→ **Exercise**:
Your answer should consist of the lines below that hold the word "clicks".

****************

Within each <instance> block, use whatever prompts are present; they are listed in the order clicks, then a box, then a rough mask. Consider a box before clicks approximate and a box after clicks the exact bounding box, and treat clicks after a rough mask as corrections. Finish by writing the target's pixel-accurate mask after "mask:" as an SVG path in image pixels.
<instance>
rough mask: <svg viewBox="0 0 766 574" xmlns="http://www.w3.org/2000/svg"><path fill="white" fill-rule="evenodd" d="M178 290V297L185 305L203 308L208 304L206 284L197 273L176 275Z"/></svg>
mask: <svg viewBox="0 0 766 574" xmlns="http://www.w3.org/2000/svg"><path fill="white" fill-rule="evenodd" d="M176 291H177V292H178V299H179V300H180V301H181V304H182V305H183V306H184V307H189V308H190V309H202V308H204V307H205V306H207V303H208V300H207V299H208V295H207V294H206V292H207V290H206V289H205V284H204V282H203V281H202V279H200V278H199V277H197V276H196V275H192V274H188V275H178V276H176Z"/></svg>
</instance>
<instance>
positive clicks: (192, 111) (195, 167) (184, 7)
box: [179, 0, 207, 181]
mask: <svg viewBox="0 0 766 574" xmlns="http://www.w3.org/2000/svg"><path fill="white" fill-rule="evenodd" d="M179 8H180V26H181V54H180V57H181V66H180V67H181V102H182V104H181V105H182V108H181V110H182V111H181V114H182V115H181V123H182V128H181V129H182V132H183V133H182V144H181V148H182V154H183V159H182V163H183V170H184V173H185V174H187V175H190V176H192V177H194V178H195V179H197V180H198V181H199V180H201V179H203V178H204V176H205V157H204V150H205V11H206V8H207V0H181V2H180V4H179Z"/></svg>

****************

→ **Response**:
Within each <instance> block, use whatever prompts are present; they are listed in the order clicks, then a box, then a rough mask. Consider a box before clicks approximate and a box after clicks the exact bounding box, and treat clicks after a rough mask as corrections. Finish by writing the target's pixel-accurate mask after "mask:" as an SVG path in image pixels.
positive clicks: (192, 111) (195, 167) (184, 7)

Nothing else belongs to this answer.